Extracted entries:

-=-=-

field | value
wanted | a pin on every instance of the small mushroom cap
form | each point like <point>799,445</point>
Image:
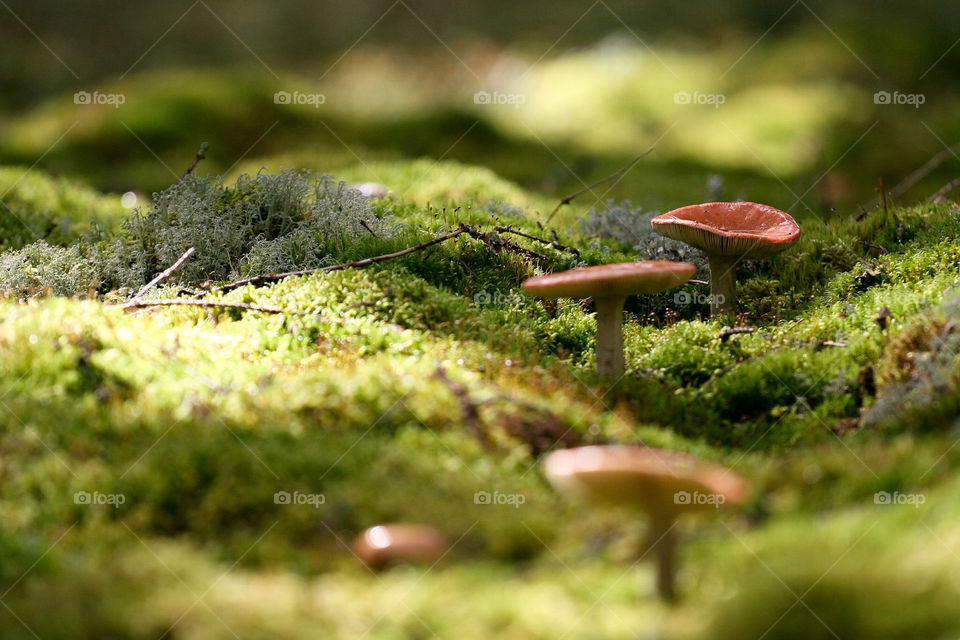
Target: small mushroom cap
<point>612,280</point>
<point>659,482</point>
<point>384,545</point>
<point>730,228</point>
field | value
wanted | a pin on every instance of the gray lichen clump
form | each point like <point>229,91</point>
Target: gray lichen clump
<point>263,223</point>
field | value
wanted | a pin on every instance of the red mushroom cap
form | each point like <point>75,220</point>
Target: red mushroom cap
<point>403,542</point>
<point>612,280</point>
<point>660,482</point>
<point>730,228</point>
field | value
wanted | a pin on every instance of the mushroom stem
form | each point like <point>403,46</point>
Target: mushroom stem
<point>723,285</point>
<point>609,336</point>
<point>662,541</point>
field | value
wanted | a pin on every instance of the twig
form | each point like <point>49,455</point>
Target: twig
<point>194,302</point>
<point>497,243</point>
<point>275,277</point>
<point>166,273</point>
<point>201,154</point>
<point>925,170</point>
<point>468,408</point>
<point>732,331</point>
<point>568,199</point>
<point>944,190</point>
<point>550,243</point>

-=-=-

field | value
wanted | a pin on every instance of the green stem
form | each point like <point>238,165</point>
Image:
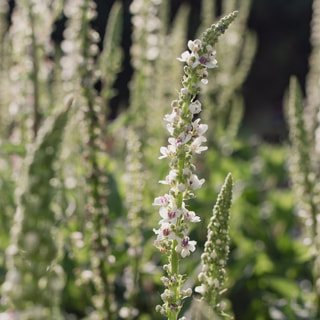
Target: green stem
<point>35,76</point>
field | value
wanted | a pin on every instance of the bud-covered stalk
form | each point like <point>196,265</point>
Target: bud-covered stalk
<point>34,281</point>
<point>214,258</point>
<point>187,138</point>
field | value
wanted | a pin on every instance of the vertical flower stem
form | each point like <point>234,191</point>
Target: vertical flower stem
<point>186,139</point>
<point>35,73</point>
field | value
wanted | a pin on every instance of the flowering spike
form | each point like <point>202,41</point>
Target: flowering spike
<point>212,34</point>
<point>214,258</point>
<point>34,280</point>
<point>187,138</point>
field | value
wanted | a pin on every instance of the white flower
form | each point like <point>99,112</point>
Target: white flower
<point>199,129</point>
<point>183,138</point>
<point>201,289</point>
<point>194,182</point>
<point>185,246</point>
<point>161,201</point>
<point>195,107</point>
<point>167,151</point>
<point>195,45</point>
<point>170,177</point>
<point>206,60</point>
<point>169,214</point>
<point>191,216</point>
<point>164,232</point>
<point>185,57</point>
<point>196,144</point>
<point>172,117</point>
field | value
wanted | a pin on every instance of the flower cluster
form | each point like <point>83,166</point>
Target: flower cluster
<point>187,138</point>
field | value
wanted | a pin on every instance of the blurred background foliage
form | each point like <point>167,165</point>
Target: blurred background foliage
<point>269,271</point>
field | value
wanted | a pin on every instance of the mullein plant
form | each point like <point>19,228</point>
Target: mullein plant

-=-=-

Problem to solve: Go to the line in the material above that contains "wanted | a pin on every instance of the flower cluster" and copy exactly from there through the line that contains "Target: mullein plant", stopping after it.

Exercise output:
wanted | a pin on every instance of the flower cluster
form | each point like <point>83,166</point>
Target: flower cluster
<point>187,138</point>
field | value
wanted | a pin on every instance of the blurred background foliage
form | each point like <point>167,165</point>
Target: blurred background foliage
<point>269,271</point>
field | value
wanted | a pin on every instance of the mullein plant
form | each point like <point>19,228</point>
Target: mullein plant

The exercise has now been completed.